■ Exercise prompt ■
For the material that follows, return exactly the lines from the one with "For every instance of the glossy" through the one with "For every instance of the pink", both ends included.
____
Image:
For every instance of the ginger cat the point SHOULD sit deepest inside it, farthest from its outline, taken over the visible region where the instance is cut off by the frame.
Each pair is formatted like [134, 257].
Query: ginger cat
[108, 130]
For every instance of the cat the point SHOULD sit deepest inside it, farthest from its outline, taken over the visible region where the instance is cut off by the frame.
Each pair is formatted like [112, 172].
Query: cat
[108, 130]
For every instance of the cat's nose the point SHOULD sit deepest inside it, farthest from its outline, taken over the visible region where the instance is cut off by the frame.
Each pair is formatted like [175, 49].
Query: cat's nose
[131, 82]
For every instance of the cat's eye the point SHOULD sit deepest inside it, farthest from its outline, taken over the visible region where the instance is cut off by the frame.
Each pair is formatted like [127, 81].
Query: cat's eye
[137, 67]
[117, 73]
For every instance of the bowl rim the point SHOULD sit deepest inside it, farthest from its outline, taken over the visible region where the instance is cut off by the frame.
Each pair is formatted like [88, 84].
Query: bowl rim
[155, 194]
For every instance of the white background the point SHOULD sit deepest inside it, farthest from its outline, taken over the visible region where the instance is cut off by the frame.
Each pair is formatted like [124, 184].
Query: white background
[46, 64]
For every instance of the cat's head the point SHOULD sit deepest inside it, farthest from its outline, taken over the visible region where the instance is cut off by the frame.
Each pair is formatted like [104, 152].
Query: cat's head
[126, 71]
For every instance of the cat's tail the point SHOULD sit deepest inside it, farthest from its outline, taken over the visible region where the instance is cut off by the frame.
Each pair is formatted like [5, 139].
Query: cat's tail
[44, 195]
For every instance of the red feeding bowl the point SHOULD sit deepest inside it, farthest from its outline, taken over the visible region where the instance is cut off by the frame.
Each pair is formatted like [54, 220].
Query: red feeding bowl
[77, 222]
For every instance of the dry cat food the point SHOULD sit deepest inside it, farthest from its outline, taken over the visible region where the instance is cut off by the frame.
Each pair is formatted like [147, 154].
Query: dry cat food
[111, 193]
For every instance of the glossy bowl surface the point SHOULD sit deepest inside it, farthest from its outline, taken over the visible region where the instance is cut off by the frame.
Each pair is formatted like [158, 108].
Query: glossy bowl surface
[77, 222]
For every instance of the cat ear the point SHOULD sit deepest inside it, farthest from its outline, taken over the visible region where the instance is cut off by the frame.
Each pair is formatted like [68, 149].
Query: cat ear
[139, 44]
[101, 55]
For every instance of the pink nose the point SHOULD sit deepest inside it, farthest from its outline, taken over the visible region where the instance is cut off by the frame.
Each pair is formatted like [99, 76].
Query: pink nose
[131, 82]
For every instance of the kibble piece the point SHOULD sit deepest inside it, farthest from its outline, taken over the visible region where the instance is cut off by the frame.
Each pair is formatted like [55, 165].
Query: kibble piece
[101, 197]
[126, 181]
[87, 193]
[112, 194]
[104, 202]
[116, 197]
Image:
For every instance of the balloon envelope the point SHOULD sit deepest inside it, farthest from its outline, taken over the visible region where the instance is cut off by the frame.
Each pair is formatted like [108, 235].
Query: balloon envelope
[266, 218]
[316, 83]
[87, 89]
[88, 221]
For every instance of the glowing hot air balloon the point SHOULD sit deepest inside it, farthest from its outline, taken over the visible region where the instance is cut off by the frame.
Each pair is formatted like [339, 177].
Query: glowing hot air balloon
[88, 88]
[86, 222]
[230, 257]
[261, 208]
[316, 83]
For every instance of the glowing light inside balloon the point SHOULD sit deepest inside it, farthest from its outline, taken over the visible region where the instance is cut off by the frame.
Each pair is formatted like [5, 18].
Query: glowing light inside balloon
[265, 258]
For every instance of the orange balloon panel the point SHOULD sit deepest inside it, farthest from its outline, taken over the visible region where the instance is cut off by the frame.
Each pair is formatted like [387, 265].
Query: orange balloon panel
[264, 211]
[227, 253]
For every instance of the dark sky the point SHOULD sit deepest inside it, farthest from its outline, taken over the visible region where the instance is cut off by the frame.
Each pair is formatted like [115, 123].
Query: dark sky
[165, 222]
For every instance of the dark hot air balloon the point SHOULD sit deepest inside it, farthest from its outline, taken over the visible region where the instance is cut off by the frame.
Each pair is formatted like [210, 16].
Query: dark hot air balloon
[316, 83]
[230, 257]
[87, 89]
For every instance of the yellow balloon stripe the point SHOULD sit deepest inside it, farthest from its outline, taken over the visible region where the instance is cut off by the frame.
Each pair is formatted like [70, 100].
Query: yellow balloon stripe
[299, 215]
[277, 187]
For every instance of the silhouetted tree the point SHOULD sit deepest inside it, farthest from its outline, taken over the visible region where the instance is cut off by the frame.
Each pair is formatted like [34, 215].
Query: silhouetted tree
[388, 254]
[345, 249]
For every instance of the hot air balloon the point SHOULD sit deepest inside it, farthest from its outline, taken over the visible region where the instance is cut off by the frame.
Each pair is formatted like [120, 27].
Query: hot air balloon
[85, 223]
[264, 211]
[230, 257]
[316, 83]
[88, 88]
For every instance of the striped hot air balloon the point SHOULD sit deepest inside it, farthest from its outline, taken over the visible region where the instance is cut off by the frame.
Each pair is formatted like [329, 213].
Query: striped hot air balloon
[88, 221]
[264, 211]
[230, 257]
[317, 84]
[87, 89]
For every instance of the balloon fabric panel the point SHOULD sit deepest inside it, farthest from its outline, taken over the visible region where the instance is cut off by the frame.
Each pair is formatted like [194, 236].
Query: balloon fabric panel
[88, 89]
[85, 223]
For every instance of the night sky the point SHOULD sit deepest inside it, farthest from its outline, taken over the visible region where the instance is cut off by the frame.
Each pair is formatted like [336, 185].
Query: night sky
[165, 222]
____
■ Result ■
For every instance of the glossy bowl surface the point SHOULD sit deepest inside it, farthest from its outline, taken over the visible region where the instance is cut off by the frame.
Each pair is formatted like [158, 108].
Query: glossy bowl surface
[77, 222]
For every instance of the cat ear the point SHOULD sit deepest inside it, farthest from its outline, taken over the visible region where the instance is cut off by the frame.
Each pair is formatted like [68, 149].
Query: cat ear
[139, 44]
[101, 55]
For every instance of the pink nose the point SHOULD sit deepest inside it, farthest from its outline, taken over the visible region where the instance is cut off by the frame.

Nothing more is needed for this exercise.